▶ [Selected text]
··········

When the dimensionless separation \( h_{0}^{*} > 3 \) the number of asperities in contact is very small [12] and the surfaces are nearly separated. Hence, assuming that contact begins at \( h_{0}^{*} = 3 \) when both the normal load and the displacement of the asperities are zero, one can obtain the displacement of the asperities in the form
$$ h_{1}^{*} = 3 - h_{0}^{*} $$
(7)
The dimensionless displacement of the bulk of the sphere under slip contact condition is given by the following expression (see Ref. [13])
$$ {\frac{\omega }{{\omega_{\text{c}} }}} = \left\{ {\begin{array}{*{20}l} {P^{*2/3} ,} & {0 \le P^{*} \le 1} \\ {\left( {{\frac{{P^{*} }}{1.03}}} \right)^{0.702} ,} & {1 \le P^{*} \le 13.3} \\ {\left( {{\frac{{P^{*} }}{1.40}}} \right)^{0.801} ,} & {13.3 \le P^{*} \le 530} \\ \end{array} } \right., $$
(8)
where ωc is the critical interference of the bulk of the sphere at yield inception under slip contact condition and P* is the load P normalized by Pc. It should be noted that for \( \nu > 0.25 \) the critical interference and critical load in slip and in stick contact condition are almost the same [11]. Hence, in the following we shall replace Lc by Pc to express P*.

··········

▶ [Supplied material]

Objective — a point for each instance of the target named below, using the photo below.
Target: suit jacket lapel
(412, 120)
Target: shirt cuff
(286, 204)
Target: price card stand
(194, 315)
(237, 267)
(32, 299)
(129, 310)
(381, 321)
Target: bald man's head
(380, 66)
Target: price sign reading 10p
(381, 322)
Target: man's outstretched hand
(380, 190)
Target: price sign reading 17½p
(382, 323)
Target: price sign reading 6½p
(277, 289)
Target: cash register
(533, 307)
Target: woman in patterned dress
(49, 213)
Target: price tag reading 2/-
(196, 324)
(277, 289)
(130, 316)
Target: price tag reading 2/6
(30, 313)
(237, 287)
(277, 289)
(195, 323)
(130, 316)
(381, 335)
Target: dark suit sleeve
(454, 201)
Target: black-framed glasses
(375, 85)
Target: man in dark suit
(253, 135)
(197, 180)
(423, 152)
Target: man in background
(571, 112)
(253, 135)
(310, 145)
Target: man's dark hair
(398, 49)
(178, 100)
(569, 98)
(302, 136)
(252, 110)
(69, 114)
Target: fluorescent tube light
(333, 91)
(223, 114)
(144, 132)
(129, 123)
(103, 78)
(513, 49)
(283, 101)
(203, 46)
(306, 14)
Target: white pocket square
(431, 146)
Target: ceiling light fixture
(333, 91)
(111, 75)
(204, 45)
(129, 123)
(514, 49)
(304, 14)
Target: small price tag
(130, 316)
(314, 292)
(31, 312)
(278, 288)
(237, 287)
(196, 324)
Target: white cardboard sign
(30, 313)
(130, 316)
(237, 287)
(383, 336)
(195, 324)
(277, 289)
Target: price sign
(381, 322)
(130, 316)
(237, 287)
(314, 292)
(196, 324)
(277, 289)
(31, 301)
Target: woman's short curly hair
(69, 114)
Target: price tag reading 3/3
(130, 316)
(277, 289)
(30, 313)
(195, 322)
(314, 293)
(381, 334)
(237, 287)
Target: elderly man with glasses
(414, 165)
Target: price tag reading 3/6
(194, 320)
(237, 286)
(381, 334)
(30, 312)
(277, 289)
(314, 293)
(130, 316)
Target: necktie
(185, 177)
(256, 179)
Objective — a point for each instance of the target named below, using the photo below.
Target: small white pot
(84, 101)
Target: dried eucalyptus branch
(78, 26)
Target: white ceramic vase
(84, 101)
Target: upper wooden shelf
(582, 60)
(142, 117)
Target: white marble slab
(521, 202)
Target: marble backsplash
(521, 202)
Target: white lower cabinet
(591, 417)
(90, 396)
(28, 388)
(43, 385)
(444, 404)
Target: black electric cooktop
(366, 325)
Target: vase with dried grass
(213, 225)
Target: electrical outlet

··········

▶ [Short exercise 1] Translate this sentence from the passage on sphere contact into Spanish: "Hence, in the following we shall replace Lc by Pc to express P*."
▶ [Short exercise 2] Please change "dried grass" to "pampas grass" in the part of the listing that opens with the line containing "Target: black electric cooktop" and closes with the last line of the listing, and give back only that part with everything else left as it is.

▶ [Task result 1] Por lo tanto, en lo que sigue reemplazaremos Lc por Pc para expresar P*.

▶ [Task result 2]
Target: black electric cooktop
(366, 325)
Target: vase with pampas grass
(213, 225)
Target: electrical outlet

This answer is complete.